# DATA SHOWN
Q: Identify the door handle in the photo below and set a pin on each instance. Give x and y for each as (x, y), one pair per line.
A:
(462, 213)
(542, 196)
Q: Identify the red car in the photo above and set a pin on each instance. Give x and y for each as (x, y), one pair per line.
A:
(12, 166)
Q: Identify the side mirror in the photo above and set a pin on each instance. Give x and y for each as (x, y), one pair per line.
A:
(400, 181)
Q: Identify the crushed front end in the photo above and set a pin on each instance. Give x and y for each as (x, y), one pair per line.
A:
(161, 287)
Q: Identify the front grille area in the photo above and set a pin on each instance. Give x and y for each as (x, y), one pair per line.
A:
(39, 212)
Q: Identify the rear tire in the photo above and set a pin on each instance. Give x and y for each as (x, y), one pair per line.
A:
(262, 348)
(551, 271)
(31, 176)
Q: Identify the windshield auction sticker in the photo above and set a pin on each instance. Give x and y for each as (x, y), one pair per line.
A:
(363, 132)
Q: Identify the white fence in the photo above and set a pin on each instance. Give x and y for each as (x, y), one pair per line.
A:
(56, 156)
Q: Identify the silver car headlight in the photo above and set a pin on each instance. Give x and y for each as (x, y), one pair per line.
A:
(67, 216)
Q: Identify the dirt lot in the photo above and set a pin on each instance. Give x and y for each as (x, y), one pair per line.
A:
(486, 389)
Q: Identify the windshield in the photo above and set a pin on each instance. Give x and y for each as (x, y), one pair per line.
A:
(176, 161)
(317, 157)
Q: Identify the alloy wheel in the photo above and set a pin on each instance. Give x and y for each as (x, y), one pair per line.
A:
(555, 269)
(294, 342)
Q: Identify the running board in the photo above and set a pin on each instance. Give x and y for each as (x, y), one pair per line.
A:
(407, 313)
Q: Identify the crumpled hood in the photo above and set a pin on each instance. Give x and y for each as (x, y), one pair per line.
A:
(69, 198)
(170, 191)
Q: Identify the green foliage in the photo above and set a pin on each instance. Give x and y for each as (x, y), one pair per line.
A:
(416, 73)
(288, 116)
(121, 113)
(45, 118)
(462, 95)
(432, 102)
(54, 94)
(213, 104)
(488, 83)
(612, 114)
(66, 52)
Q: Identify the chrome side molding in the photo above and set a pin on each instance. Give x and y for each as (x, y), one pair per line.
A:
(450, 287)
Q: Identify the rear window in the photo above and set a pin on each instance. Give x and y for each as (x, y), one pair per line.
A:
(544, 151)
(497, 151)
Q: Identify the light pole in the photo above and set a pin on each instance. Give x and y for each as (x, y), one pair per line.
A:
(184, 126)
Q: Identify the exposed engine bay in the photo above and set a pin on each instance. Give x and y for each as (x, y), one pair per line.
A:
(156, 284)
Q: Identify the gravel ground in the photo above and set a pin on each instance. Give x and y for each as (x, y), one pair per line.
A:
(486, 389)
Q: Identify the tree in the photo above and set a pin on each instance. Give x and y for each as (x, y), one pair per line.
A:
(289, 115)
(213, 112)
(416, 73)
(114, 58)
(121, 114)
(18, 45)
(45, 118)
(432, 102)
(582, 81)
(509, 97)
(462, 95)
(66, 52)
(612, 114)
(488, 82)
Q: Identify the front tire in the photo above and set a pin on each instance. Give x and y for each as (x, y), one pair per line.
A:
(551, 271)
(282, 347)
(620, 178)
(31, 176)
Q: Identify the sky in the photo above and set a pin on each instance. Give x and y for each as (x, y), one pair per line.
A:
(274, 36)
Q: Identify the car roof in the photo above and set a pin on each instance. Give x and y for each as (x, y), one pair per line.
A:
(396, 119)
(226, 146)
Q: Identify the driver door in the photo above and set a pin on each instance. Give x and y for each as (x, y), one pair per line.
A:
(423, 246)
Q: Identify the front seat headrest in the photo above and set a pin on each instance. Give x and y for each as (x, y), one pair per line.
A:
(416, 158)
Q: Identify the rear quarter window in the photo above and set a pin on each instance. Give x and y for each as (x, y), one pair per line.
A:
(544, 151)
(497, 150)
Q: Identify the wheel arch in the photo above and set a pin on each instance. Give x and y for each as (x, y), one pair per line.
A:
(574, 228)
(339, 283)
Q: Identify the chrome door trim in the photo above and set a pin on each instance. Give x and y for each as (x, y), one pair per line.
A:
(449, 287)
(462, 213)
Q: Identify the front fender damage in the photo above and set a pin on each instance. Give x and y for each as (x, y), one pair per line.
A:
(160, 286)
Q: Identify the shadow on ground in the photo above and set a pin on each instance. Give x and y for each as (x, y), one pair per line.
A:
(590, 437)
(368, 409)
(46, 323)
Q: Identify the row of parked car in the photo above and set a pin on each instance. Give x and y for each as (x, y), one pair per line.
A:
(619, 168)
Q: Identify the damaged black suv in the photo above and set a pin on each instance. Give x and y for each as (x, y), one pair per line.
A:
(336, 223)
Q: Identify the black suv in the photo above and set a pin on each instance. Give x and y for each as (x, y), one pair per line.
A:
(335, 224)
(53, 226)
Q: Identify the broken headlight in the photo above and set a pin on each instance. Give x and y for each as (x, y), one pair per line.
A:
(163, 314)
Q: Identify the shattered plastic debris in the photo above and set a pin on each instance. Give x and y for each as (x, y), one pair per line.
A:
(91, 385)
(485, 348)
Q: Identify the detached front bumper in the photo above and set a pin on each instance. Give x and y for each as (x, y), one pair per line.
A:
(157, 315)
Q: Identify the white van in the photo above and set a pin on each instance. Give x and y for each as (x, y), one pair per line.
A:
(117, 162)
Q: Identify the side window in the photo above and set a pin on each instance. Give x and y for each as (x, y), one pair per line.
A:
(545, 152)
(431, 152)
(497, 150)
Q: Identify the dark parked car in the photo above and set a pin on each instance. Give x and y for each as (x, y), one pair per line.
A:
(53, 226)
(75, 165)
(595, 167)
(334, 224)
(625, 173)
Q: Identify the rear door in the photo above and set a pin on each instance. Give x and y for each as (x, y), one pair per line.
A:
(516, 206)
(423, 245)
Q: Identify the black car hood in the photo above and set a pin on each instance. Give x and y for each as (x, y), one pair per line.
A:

# TASK TO COMPLETE
Update all of the entries above by substituting "place a marker" for each occurrence of "set a pin", keeping every other part identical.

# EXERCISE SOLUTION
Q: Identify the door handle in the photo below and place a marker on each instance. Give x and y for each as (x, y), one pair per line.
A:
(462, 213)
(542, 196)
Q: Identify the red car in the photo above and place a marker on each instance. Give x and y for each as (x, y), one pair per line.
A:
(12, 166)
Q: Identify the side mirror in the photo above and place a marker on each instance. Give x and y for each as (x, y), one pair per line.
A:
(400, 181)
Q: Identify the crushed front end in the photo above and place a marker on each instance. Give x and y for each as (x, y), one pair per line.
A:
(161, 287)
Q: Identify the front grille area in the photo above and place a marker on each instance. Give x and y for each as (x, y), one pair per line.
A:
(39, 212)
Q: Identify the rear tire in the photo above and place a marker on each instance. Give x and y for each as (x, y), one pair per line.
A:
(262, 348)
(551, 271)
(31, 176)
Q: Identify the windshield auction sticker in the photo above and place a marker on each instance. Give x and y for each as (x, y), one pair per line.
A:
(363, 132)
Q: Identify the white fence in the photo above and place a marker on each instance. Give x and y for each as (x, y), one pair per line.
A:
(56, 156)
Q: Identify the silver car headlight in the photo above and place a marker on each instance. Give x and y for each as (x, y), one pair per line.
A:
(67, 216)
Q: Identify the dirt lot in the photo above and place a marker on each instance. Give x and y for each as (x, y), one pair per line.
A:
(486, 389)
Q: Identify the windshield in the photo above and place a marker on each instance. Give x and y for each as (x, y), one pair per line.
A:
(176, 161)
(317, 157)
Q: Identify the alloy wheel in the photo above and place a marker on each instance. Give x and y for each as (x, y), one pair per line.
A:
(555, 269)
(294, 342)
Q: Identify the running board in the photo above and place a marker on each instance. Give x and y for each as (x, y), one pair per line.
A:
(407, 313)
Q: Identify the crumpled hood in the photo above and place a marker on each instance. Give x and y for each as (x, y), one pair per line.
A:
(69, 198)
(170, 191)
Q: Identify the green foliage in the photo above and place a marker on each instance. Give x and y for each as (x, y), one pair per line.
A:
(416, 73)
(288, 116)
(121, 113)
(45, 118)
(462, 95)
(432, 102)
(54, 94)
(213, 104)
(488, 83)
(612, 114)
(66, 52)
Q: Identify the chrome side molding in the photo above and place a marker on each instance. Give x and y for each as (x, y), one pair per line.
A:
(450, 287)
Q: Identify the rear window in the photo above and place a marker on each instance. Give x and y for each as (x, y), one pair per line.
A:
(544, 151)
(497, 151)
Q: Identify the light pole in the photo above and place a marker on each instance. Give x and y for each as (x, y), one pair per line.
A:
(184, 126)
Q: Identify the exposed engine bay in the photo above and place a marker on each instance. Give x and y for each as (x, y), one pair per line.
A:
(156, 284)
Q: Identify the gravel ground in the photo above and place a marker on each instance. Give x and y for each as (x, y), one pair per line.
A:
(486, 389)
Q: Identify the tree in the photo above and place a marker on each instance. Give x and y for each as (x, y), one pair per line.
A:
(289, 115)
(213, 112)
(416, 73)
(114, 58)
(121, 114)
(18, 45)
(45, 118)
(432, 102)
(582, 81)
(509, 97)
(462, 95)
(66, 52)
(612, 114)
(488, 82)
Q: Identify the front tire in the photo above and place a marker on each instance. Give x and y for each as (x, y), one pair per line.
A:
(551, 271)
(282, 347)
(620, 178)
(31, 176)
Q: Identify the sky in the photo above and place a marker on each instance. Give x and y for each as (x, y), one pair per line.
A:
(274, 36)
Q: Identify the car roof in the photo above and place a marker on each instance. Give x and y for each as (x, y), one pair per line.
A:
(396, 119)
(226, 146)
Q: Identify the driver door in the photo above and place a marker on each instance. Give x and y for each as (x, y), one pair per line.
A:
(423, 246)
Q: Identify the front seat headrest in the photo above and place a marker on each instance. Give x and y for each as (x, y), one pair per line.
A:
(416, 158)
Q: Identify the rear quarter window in the photo above and place a marker on each instance. Give x and y for each as (x, y), one pair per line.
A:
(544, 151)
(497, 150)
Q: Identify the wheel arch in the photo above and place a marker on each instance. Give x and y for each as (x, y), one pair per line.
A:
(574, 228)
(339, 283)
Q: Identify the chrome door trim in the photo above and place a marker on each instance. Give x and y for each as (x, y), one pair per line.
A:
(449, 287)
(462, 213)
Q: Identify the front fender damage in the photo above and place a marker on each instance. Give x and y for each as (x, y), one pair per line.
A:
(160, 286)
Q: Identify the shadow on ground in the photo above and place a marker on each instance. Give x and y for each as (x, y), one pair per line.
A:
(590, 437)
(368, 409)
(46, 323)
Q: Identify the row of parked car in the photo above and place a marker on each instance. Give x and y for each as (x, y), one pair per line.
A:
(619, 168)
Q: Identify the damaged black suv in the photo above and place a marker on each instance. Give x and y for each as (x, y), one pair per line.
A:
(336, 223)
Q: Identify the black suv in the photo above and place a marker on each instance. Give x and y for each as (x, y), one pair per line.
A:
(335, 224)
(53, 226)
Q: Identify the broken headlight in the photo above and place a marker on each instance. Give x and y for each as (x, y), one pair per line.
A:
(163, 314)
Q: Identify the shattered plastic debris in the photo above and place a marker on each instance. Give x and y for each as (x, y), one pair per line.
A:
(91, 385)
(485, 348)
Q: Identify the detached front bumper in the photo above and place a marker on each instance. Give x and y for each as (x, y), one pair per line.
A:
(157, 315)
Q: Identify the white van in the photo above and place a marker on each instance. Give x and y for each as (x, y), one pair per line.
A:
(117, 162)
Q: Identify the side window in the photo above and place a marker on each instance. Give x and y for each as (x, y), one pair per line.
A:
(545, 152)
(431, 152)
(497, 150)
Q: Identify the dark parked car in the photo above and place a marker on each instance. Give x and y for each as (x, y), one pair per line.
A:
(53, 226)
(75, 165)
(595, 167)
(334, 224)
(625, 173)
Q: Identify the rear door in the photo above and place a marker on each instance. Give x and y for each as (x, y), one pair per line.
A:
(516, 206)
(423, 245)
Q: Identify the black car hood in the photo above and place a marker on each instance. Give x and y for each as (x, y), one pair per line.
A:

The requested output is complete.